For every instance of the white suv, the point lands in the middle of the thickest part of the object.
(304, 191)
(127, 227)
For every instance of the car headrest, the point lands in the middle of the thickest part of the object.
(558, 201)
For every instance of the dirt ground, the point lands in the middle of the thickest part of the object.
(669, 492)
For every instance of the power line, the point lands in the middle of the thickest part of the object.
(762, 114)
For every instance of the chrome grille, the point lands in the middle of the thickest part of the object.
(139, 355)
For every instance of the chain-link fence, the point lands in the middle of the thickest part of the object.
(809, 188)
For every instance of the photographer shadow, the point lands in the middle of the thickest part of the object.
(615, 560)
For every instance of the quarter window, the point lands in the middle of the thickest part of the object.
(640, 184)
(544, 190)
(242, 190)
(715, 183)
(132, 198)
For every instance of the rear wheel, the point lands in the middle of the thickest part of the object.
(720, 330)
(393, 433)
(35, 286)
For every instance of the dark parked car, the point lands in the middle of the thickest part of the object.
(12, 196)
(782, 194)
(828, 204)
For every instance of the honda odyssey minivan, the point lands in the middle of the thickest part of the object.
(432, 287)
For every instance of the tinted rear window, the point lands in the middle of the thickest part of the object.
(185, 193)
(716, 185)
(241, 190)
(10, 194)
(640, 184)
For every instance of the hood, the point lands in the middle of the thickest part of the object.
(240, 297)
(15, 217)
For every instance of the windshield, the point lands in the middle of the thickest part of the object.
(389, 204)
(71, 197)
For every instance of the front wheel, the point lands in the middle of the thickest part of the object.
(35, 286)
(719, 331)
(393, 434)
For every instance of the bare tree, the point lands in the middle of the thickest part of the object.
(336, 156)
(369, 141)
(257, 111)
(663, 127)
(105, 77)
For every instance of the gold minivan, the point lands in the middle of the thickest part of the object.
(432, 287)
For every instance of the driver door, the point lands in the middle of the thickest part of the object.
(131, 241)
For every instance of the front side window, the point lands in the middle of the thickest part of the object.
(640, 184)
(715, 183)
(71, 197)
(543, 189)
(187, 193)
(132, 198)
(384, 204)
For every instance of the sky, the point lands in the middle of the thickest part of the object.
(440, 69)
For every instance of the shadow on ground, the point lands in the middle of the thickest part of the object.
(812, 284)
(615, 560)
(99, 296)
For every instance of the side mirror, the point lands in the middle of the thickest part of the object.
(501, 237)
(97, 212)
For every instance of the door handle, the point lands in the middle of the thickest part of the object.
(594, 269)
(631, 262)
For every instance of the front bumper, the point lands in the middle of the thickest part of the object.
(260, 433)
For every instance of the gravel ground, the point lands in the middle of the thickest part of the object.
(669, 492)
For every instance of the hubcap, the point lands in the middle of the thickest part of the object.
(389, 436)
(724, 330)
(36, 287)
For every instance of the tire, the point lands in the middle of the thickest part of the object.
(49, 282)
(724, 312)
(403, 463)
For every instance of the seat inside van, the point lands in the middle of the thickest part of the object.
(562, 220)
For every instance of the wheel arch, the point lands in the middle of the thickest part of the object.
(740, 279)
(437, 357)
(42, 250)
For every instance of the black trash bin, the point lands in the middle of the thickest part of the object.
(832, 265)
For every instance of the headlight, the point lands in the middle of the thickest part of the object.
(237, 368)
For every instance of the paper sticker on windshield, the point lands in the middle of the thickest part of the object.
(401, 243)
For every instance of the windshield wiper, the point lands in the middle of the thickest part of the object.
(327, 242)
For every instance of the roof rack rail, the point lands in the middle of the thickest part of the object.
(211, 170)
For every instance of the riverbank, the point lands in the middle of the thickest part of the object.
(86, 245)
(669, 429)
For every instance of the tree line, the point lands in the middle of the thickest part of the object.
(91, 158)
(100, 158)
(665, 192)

▶ _Goal of the exercise_
Down to the last line, reproduce the entries above precisely.

▶ _Expected output_
For every instance of the white suv, the point lands in the middle of the thickest part of the object.
(304, 191)
(127, 227)
For every instance of the car headrest, the point lands in the middle of the thickest part of the object.
(558, 201)
For every instance of the dirt ground, the point lands in the middle of the thickest part of the object.
(669, 492)
For every instance of the power line, the point lands in the middle of the thickest part of the object.
(762, 114)
For every instance of the chrome grille, the point lands in the middle of the thickest part of the object.
(139, 355)
For every instance of the chain-link fence, the point lands in the middle of the thickest part of the object.
(809, 188)
For every instance of the photographer shadow, the point lands in the middle of the thickest part of the object.
(615, 560)
For every instance of the quarter window, the point lands in the middle of the thickest part of the object.
(640, 184)
(544, 190)
(242, 190)
(715, 183)
(132, 198)
For every instance of the rear wheel, the point lands in the middle of the thickest part of the object.
(720, 330)
(393, 433)
(35, 286)
For every instance of the dark parked car, the point lands in the middle of the thickest part of the object.
(12, 196)
(782, 194)
(828, 204)
For every instance of the honda odyssey minivan, the point lands in the middle of the thickest part of the object.
(432, 287)
For every instance of the tinted rear window, the point lands in the middle of the thickest part of the object.
(185, 193)
(716, 185)
(241, 190)
(10, 194)
(640, 184)
For every instance of the hood, the point lands in the middle of the thickest part of the object.
(240, 297)
(15, 217)
For every instance of the windshield, the point lands in the middle of the thickest part of the object.
(389, 204)
(71, 197)
For every instance of the front wheel, the point lands in the middle of the thickest part of the object.
(35, 286)
(719, 331)
(393, 434)
For every instance of the bare tree, the point lands in the middle of the thickest part of the object.
(336, 156)
(369, 141)
(257, 111)
(663, 127)
(105, 77)
For every instance of the gold minivan, the point lands in the middle of the thickest part of the object.
(432, 287)
For every instance of the driver door, the point lands in the middle of the thickest part of the object.
(131, 241)
For every instance of the front side window, the point lands in the middle of the thickest part of the object.
(640, 184)
(715, 183)
(71, 197)
(543, 189)
(187, 193)
(132, 198)
(384, 204)
For every instance of the sky, the point lands in the middle of the thickest part of the object.
(440, 69)
For every instance of the shadow on ground, the point lands in the middle of the thickest part of the object.
(812, 284)
(615, 560)
(99, 296)
For every instance of the side mirror, the point lands in the middle of the thickest part of the object.
(501, 237)
(97, 212)
For every instance of the door handle, the point lands in the middle of the thickest part of the object.
(594, 269)
(631, 262)
For every instance of the front bumper, the point lands in the middle of the thickest part of the object.
(260, 433)
For every instance of the gravel ground, the point lands in the middle of the thickest part of the object.
(669, 492)
For every instance of the hubcap, the point lands in the middle of the thickest part of the object.
(389, 436)
(724, 330)
(36, 287)
For every instance of the tire, the point lands in the middle of the thickest part of the object.
(49, 282)
(724, 312)
(403, 463)
For every instance of the seat inside van, the point lands in the middle of the thickest part of the object.
(562, 220)
For every instance of the wheel arch, the point lands in the middle of the thickest part of the object.
(740, 279)
(437, 357)
(42, 250)
For every instance of the black trash bin, the point lands in the middle of the thickest part of the object.
(832, 265)
For every instance of the headlight, the point lands in the middle of the thickest part of the object.
(237, 368)
For every instance of the paper sticker on windshield, the point lands in the middle of the thickest part of the object.
(401, 243)
For every instance of the windshield wiper, the point lands in the middle of the thickest part of the object.
(327, 242)
For every instance of the roof rack rail, the point lands in the middle of the thickest part of the object.
(211, 170)
For every instance of the riverbank, the point lands in the middle of the thickest part of the object.
(86, 245)
(669, 429)
For every instance of the tree line, the point lands in the middle of the thickest part of the object.
(91, 158)
(100, 158)
(665, 192)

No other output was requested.